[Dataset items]
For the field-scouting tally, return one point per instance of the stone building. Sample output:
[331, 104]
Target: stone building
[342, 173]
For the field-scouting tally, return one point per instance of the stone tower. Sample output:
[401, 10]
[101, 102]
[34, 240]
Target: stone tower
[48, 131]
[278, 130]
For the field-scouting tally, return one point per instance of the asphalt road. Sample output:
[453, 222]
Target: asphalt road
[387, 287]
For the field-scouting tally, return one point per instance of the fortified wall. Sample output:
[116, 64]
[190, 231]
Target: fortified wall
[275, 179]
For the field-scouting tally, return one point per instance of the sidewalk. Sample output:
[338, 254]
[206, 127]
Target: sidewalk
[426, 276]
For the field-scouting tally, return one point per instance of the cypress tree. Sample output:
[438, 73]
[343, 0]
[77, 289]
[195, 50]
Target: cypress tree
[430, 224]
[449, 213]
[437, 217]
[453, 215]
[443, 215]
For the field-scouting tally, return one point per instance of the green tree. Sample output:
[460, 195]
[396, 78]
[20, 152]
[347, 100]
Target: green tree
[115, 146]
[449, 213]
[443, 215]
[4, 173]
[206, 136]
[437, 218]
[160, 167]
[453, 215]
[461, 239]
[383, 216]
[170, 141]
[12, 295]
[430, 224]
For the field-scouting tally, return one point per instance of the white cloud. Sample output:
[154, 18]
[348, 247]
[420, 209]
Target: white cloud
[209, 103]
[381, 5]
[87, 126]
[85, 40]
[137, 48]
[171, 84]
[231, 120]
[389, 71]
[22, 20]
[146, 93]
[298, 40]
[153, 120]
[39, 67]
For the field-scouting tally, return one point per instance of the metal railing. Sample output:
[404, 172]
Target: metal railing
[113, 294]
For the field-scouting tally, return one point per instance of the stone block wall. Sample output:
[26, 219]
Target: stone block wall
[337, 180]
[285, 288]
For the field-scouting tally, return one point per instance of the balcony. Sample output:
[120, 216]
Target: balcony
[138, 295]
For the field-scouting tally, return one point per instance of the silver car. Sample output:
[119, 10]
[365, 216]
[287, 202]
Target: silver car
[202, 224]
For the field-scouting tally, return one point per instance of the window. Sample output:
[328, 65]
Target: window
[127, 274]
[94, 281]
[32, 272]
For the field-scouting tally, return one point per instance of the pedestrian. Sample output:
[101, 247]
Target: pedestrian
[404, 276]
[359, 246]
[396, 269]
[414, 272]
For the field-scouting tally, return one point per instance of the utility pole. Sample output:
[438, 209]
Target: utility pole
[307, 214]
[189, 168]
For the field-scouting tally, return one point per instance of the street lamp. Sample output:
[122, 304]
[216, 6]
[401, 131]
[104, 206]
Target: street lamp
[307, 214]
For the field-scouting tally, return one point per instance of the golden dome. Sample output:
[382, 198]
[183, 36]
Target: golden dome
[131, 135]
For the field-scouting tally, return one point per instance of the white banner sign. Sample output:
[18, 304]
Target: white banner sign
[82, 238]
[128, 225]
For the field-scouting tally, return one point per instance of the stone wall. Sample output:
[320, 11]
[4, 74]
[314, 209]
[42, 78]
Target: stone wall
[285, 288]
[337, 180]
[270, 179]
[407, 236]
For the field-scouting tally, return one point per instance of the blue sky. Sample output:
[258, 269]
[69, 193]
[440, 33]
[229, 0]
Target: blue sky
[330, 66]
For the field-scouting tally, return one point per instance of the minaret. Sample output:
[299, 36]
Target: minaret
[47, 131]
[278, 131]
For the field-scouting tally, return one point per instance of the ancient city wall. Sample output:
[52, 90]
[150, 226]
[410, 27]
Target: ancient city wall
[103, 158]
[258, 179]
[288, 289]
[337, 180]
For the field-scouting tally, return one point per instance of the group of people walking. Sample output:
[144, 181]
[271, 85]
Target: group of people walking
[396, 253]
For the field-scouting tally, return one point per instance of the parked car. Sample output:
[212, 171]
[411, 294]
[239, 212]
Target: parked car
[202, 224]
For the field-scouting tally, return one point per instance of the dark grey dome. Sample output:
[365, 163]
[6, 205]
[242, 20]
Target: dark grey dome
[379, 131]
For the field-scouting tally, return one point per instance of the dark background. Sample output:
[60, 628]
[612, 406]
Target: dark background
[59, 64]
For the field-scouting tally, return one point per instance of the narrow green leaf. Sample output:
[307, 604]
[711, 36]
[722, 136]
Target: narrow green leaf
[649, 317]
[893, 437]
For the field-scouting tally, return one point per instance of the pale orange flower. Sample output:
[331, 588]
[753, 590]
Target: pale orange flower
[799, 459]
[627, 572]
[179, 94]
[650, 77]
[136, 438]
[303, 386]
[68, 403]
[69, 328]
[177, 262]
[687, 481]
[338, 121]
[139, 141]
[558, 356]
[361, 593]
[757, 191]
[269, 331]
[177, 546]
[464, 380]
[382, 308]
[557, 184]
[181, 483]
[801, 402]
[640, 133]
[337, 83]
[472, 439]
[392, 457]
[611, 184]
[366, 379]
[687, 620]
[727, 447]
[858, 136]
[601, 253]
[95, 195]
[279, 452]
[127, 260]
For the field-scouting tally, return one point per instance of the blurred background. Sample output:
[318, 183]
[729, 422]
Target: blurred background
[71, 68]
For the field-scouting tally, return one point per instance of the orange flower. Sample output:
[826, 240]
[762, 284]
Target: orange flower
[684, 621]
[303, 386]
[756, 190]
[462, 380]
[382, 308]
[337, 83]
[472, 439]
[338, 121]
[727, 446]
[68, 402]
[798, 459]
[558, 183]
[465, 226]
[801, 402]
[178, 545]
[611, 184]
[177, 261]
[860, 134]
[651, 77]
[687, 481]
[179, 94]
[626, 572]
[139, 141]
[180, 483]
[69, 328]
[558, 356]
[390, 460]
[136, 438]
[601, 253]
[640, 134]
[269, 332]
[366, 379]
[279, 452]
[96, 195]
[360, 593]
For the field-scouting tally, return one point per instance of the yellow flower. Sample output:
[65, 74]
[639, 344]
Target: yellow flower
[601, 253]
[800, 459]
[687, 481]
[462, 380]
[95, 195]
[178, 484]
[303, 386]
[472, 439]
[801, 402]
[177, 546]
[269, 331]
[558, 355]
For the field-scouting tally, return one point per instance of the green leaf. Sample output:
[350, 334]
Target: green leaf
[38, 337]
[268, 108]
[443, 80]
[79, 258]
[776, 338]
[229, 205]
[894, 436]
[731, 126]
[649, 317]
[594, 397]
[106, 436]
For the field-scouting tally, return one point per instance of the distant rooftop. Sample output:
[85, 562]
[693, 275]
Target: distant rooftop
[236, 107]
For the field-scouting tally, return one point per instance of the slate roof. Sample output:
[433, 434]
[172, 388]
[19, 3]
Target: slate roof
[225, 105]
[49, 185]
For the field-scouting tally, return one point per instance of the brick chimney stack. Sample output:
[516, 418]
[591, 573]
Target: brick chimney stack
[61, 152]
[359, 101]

→ What you are asked to do: Return exactly the lines from the one containing "of the pale" to the last line of the data, and nothing more.

→ Output for this exercise:
For the field-scouting tally, return one point per instance of the pale orange flower. Sample output:
[331, 588]
[753, 590]
Target: pale orange flower
[799, 459]
[627, 572]
[179, 94]
[650, 77]
[136, 438]
[303, 386]
[68, 403]
[69, 328]
[177, 262]
[687, 481]
[338, 121]
[139, 141]
[558, 356]
[361, 593]
[757, 191]
[269, 331]
[177, 546]
[464, 380]
[382, 308]
[557, 184]
[181, 483]
[801, 402]
[640, 133]
[337, 83]
[472, 439]
[392, 457]
[611, 184]
[366, 379]
[687, 620]
[727, 447]
[858, 136]
[601, 253]
[95, 195]
[279, 452]
[127, 260]
For the field-scouting tally, return one point per instance of the blurred background. Sample output:
[318, 183]
[729, 422]
Target: blurred background
[71, 68]
For the field-scouting tally, return one point per instance of the orange flower. Sample output:
[826, 240]
[762, 284]
Target: orange flower
[684, 621]
[303, 386]
[756, 190]
[462, 380]
[382, 308]
[337, 83]
[472, 439]
[338, 121]
[727, 446]
[68, 402]
[798, 459]
[558, 183]
[465, 226]
[801, 402]
[178, 545]
[611, 184]
[177, 261]
[860, 134]
[651, 77]
[687, 481]
[179, 94]
[626, 572]
[139, 141]
[180, 483]
[69, 328]
[558, 356]
[390, 460]
[136, 438]
[601, 253]
[640, 134]
[269, 332]
[366, 379]
[279, 452]
[96, 195]
[360, 593]
For the field-scouting tally, return one point per instance of the yellow flower. Sample output:
[65, 74]
[639, 344]
Target: yellow flower
[601, 253]
[800, 459]
[687, 481]
[462, 380]
[95, 195]
[178, 484]
[303, 386]
[472, 439]
[801, 402]
[177, 546]
[269, 331]
[558, 355]
For the field-scouting tally, return one point per instance of the green leaf. Sample output:
[350, 334]
Target: green leaf
[38, 337]
[268, 108]
[443, 80]
[79, 258]
[776, 338]
[229, 205]
[894, 436]
[731, 126]
[649, 317]
[594, 397]
[106, 436]
For the field-scouting tally, return one point per instance of the distant rooftop. Sample output:
[85, 562]
[693, 275]
Target: distant rooftop
[236, 107]
For the field-scouting tally, return one point per instance of the slate roof. Sample output:
[433, 434]
[172, 388]
[19, 3]
Target: slate roof
[225, 105]
[49, 185]
For the field-scouting tally, return one point per instance of the brick chimney stack. Sample output:
[516, 418]
[591, 573]
Target: brick chimney stack
[61, 152]
[359, 101]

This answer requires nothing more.